____ Data section

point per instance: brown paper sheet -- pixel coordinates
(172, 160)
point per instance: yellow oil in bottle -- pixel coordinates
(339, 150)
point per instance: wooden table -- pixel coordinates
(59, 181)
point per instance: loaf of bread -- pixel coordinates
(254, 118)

________
____ Data section

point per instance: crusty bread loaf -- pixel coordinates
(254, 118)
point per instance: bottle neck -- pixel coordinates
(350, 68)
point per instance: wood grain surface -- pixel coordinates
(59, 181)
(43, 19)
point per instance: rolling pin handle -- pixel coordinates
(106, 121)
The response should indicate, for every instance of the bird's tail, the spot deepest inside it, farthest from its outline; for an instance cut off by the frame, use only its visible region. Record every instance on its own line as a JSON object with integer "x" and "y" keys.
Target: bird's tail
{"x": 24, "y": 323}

________
____ Data section

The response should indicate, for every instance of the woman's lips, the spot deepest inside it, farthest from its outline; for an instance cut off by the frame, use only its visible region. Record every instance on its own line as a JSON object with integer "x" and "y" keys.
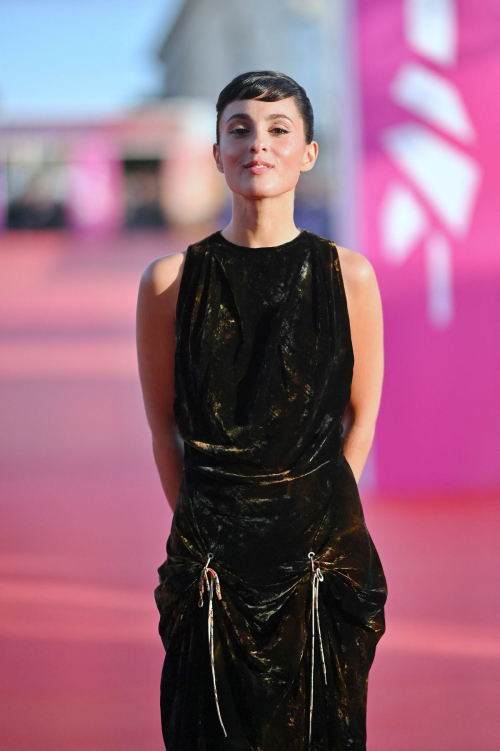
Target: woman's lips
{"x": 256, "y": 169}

________

Directions for this task:
Using the listing above, count the lines that contain the word "frame" and state only that number.

Solution:
2